* [WHAT IS REQUIRED] Rewrite the records from the beginning through the line containing "[459,28,607,173]", inclusive, replacing "sake barrel" with "rice-wine cask" and changing nothing else. Leave the pictures out.

(Data items)
####################

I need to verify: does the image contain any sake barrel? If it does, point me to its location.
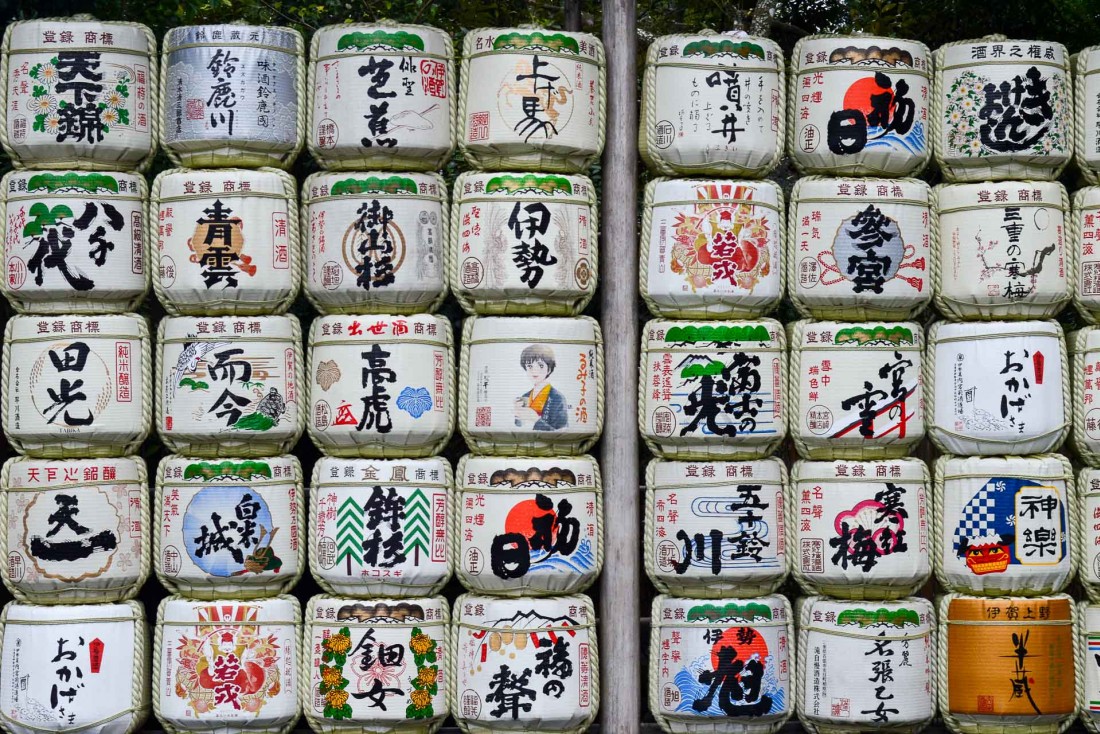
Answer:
[459,316,604,456]
[649,594,795,734]
[158,23,306,168]
[932,180,1073,320]
[638,33,787,178]
[795,596,942,733]
[645,458,791,598]
[785,176,935,320]
[309,457,454,596]
[301,172,451,314]
[307,21,458,171]
[156,316,306,458]
[307,314,454,458]
[459,28,607,173]
[451,454,604,596]
[638,319,788,459]
[300,595,452,734]
[926,321,1073,454]
[787,35,932,177]
[639,178,785,318]
[932,36,1074,182]
[0,18,160,171]
[150,168,301,316]
[932,453,1077,596]
[788,321,927,460]
[448,172,600,316]
[2,314,153,459]
[0,171,149,314]
[450,594,600,734]
[0,602,150,734]
[153,456,306,599]
[936,594,1077,734]
[787,459,932,598]
[153,596,305,734]
[0,458,150,604]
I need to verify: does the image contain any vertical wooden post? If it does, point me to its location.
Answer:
[600,0,648,734]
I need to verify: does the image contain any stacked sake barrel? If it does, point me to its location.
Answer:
[0,19,158,733]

####################

* [RESULT OF THE TASK]
I need to verify: does the image contain any rice-wine cask? If it does, point me to its location.
Answer:
[459,316,604,456]
[649,594,795,734]
[158,23,306,168]
[932,180,1073,320]
[638,33,787,178]
[795,596,942,733]
[645,458,791,598]
[785,176,935,320]
[309,457,454,596]
[301,172,451,314]
[307,21,458,171]
[156,316,306,458]
[307,314,454,458]
[459,28,607,173]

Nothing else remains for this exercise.